** begin Given records **

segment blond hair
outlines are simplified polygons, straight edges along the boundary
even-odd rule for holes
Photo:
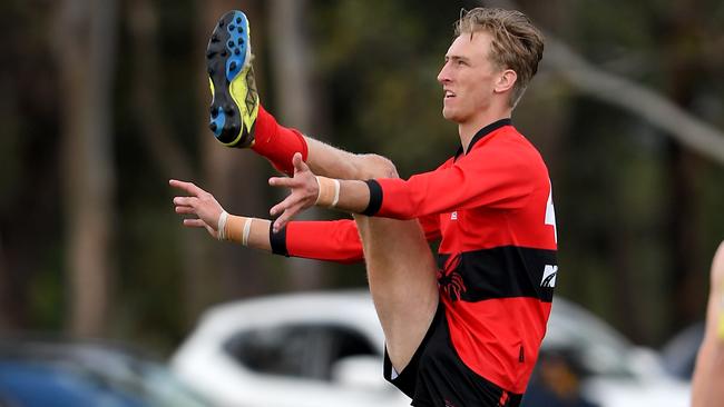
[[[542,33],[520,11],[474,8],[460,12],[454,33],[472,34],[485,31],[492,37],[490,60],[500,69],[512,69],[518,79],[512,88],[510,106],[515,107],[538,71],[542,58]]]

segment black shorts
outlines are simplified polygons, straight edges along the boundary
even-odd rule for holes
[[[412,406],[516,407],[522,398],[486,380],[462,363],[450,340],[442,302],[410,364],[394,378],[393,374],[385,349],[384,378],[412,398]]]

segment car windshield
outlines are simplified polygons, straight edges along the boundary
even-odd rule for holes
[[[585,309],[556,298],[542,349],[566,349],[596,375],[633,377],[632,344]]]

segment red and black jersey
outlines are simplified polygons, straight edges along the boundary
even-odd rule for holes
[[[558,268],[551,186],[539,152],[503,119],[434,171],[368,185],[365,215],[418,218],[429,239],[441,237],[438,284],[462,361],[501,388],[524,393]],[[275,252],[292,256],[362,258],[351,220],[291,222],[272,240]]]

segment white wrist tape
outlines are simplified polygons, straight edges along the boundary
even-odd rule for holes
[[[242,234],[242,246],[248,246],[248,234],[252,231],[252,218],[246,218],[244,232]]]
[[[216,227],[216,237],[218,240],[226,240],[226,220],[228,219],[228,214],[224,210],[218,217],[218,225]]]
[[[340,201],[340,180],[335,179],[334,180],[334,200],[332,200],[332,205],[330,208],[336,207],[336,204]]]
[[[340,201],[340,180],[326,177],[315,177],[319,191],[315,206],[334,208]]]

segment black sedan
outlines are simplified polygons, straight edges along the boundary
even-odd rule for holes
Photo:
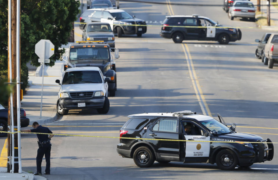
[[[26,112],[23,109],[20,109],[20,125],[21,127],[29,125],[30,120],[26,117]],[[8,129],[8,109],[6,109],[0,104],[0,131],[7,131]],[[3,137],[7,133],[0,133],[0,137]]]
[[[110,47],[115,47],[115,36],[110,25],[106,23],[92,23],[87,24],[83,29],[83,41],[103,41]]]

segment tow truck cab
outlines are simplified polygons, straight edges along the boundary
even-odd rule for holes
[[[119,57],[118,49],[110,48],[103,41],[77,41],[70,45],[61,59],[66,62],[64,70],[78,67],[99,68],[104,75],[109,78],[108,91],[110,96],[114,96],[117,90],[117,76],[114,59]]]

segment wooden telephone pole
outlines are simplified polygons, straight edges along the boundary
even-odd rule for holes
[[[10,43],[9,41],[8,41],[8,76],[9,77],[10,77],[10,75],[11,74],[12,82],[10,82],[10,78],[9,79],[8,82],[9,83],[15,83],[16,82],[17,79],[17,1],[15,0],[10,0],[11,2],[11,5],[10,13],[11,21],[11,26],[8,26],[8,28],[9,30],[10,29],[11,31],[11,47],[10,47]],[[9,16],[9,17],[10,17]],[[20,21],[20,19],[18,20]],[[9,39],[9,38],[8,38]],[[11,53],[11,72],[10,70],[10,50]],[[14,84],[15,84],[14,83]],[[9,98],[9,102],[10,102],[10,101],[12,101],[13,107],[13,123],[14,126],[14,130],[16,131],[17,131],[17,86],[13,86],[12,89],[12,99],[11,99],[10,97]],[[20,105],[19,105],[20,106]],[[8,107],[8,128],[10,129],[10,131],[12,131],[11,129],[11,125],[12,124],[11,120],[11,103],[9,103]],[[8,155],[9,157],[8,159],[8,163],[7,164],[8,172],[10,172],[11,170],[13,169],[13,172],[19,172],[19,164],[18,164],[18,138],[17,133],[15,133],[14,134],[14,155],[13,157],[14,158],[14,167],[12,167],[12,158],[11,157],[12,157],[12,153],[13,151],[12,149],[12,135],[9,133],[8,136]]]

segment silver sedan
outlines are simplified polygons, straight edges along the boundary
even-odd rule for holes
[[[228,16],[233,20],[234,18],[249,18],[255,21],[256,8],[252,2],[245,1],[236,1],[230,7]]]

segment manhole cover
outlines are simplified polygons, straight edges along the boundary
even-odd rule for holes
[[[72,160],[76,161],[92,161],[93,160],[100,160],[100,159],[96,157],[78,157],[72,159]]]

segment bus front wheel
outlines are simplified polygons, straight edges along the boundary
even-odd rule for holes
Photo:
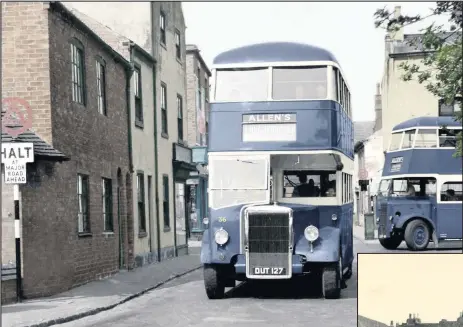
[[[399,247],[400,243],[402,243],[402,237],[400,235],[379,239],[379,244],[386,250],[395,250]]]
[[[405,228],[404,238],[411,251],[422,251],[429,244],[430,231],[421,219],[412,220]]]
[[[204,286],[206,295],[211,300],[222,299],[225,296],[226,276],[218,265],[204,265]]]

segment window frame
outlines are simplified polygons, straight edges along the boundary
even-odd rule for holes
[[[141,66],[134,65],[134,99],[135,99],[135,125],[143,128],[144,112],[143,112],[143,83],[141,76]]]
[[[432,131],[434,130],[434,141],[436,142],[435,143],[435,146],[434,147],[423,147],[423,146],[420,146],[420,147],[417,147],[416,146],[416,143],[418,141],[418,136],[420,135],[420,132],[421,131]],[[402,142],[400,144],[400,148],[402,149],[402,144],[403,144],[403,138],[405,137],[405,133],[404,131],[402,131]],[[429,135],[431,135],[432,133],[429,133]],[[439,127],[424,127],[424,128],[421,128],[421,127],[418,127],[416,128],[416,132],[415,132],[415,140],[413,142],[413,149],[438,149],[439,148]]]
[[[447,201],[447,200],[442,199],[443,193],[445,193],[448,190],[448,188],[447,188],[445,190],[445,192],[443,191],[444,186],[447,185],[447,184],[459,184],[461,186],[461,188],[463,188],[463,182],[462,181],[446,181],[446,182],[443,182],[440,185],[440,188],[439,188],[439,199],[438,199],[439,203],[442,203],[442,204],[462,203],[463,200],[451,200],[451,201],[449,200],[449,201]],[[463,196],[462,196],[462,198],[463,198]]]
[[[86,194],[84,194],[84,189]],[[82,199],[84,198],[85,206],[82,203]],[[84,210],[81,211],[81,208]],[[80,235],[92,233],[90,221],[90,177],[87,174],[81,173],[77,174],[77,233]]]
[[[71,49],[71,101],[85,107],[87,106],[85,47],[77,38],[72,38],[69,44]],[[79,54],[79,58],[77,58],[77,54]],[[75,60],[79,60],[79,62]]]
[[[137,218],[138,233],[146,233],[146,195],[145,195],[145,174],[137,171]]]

** end Given records **

Please give the number of lines in the records above that contain the word "sedan", and nothing else. Case counts.

2